* Passage
↓↓↓
Il y avait des pénuries de nourriture, de vêtements et de beaucoup d’autres articles. Comme Dawson City était loin au nord, il était difficile de s’approvisionner. Et comme la population ne cessait de croître, la pénurie de nourriture est devenue un grave problème. Le sel valait autant que l’or, les œufs coûtaient plus de 80 $ en dollars d’aujourd’hui, et les pommes étaient presque 30 $ chacune (en dollars d’aujourd’hui)!

 
 

Les salles de danse

La rue Front était toujours noire de monde, et les saloons, les hôtels et les salles de danse étaient bondés. Les salles de danse, en particulier, sont un élément emblématique de la ruée vers l’or. Ces salles étaient à la fois des saloons, des salles de jeu et des théâtres! Le saloon et les tables de jeu se trouvaient à l’avant du bâtiment, et le théâtre à l’arrière.

Foule sur la rue Front à Dawson City. Notez la bannière du théâtre Tivoli. Le Tivoli, ainsi que trois autres théâtres, étaient tous situés dans le même pâté de maisons sur la rue Front.

Source : Front Street Dawson. Vers 1898-1901. Collection Ken Mawhinney sur la ruée vers l’or du Klondike. Archives du Yukon.

Ce sont surtout les prospecteurs qui se rendaient dans ces salles de danse pour assister aux spectacles. Les acteurs et les chanteurs n’étaient pas tous excellents, mais il y avait quelques artistes talentueux qui savaient attirer les foules. En faisait partie Margie Newman, âgée de neuf ans, surnommée la princesse du Klondike, qui faisait pleurer les hommes lorsqu’elle chantait sur scène. Quand elle a fini par quitter le Yukon, elle avait fait une fortune en pourboires. Une autre danseuse et actrice, Kathleen Rockwell, était très populaire auprès des chercheurs d’or. Elle a acquis le surnom de Klondike Kate et, après avoir quitté le Yukon en 1902, elle a formé des actrices à Hollywood et même fait une brève apparition dans une émission de télévision plus tard dans sa vie.

Klondike Kate. La légende de la photo va comme suit : « On portait des collants à l’époque. Sinon, la police montée nous aurait chassées du pays. »
↑↑↑
* Travail à faire
A: Répondez à ces questions d'après le passage sur Dawson City :
(i) Combien coûtait une pomme, en dollars d'aujourd'hui ?
(ii) Dans les salles de danse, à quel endroit du bâtiment se trouvaient le saloon et les tables de jeu ?
(iii) Quel surnom donnait-on à Margie Newman ?
B: Extrayez du passage sur Dawson City, sans rien y changer, l'extrait qui va de « Foule sur la » jusqu'à « la rue Front. ».
Les lignes n'ont aucun rôle à jouer dans ce travail.

* Lignes extraites
↓↓↓
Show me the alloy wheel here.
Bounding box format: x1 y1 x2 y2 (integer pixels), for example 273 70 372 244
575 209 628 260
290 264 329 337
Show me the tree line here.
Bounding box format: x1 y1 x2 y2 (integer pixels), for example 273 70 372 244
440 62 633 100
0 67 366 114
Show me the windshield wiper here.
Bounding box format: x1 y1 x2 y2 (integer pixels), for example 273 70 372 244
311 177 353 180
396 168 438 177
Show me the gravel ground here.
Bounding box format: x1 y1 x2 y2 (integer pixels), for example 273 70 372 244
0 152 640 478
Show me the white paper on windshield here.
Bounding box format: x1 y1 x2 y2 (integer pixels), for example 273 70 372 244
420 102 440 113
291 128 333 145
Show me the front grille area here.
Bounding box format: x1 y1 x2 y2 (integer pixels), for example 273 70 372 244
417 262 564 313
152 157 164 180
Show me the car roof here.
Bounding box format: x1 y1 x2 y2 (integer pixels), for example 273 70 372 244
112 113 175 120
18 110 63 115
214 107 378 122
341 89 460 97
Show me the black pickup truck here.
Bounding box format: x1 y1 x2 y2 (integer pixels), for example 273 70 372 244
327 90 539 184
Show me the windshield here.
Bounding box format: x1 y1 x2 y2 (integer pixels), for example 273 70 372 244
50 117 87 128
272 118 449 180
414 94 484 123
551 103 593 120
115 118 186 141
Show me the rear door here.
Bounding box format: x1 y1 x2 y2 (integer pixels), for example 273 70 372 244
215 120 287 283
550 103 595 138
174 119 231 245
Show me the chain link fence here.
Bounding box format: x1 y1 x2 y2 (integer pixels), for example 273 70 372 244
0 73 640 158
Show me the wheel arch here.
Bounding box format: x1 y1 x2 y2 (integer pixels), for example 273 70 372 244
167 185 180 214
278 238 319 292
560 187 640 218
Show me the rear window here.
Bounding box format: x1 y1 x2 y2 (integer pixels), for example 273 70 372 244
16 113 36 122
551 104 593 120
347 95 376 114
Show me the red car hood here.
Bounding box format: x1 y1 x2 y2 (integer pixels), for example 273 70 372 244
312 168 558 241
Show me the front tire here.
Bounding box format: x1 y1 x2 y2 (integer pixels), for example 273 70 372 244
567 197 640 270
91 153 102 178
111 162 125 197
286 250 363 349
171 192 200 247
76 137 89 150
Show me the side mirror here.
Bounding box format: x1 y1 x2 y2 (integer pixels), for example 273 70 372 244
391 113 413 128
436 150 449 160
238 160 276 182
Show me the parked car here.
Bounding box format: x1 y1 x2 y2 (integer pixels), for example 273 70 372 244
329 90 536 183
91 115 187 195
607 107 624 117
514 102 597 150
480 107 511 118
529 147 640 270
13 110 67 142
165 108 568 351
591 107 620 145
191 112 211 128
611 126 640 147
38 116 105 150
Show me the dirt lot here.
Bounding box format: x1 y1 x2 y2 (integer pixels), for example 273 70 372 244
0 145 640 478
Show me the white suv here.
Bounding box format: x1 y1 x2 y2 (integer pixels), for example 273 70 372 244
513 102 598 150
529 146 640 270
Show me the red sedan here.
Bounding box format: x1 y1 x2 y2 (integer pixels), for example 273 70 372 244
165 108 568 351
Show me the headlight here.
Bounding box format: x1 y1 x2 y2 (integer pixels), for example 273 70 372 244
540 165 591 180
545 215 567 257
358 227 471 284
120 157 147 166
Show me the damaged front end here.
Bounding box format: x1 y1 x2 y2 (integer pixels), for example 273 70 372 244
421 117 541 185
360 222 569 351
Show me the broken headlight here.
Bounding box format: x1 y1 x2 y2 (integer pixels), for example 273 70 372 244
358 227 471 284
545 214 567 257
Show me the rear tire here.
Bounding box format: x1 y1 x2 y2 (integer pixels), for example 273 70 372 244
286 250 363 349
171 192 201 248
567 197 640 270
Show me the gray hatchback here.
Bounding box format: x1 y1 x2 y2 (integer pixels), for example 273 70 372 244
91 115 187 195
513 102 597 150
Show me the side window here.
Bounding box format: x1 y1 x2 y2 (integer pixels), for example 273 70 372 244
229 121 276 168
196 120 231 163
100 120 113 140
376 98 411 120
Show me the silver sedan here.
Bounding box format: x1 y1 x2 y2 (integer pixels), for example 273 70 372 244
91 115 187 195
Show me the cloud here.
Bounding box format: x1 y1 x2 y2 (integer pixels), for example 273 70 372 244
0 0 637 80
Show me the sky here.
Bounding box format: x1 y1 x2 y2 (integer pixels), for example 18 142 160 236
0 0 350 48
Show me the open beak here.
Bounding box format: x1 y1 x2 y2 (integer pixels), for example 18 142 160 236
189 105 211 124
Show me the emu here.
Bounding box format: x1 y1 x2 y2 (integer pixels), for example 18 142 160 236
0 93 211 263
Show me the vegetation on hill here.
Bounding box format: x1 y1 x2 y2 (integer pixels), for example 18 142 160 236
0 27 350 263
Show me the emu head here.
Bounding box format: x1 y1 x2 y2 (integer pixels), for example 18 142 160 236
↑↑↑
* Réponses par tâche
A:
(i) Presque 30 $ chacune.
(ii) À l'avant du bâtiment.
(iii) La princesse du Klondike.

B:
Foule sur la rue Front à Dawson City. Notez la bannière du théâtre Tivoli. Le Tivoli, ainsi que trois autres théâtres, étaient tous situés dans le même pâté de maisons sur la rue Front.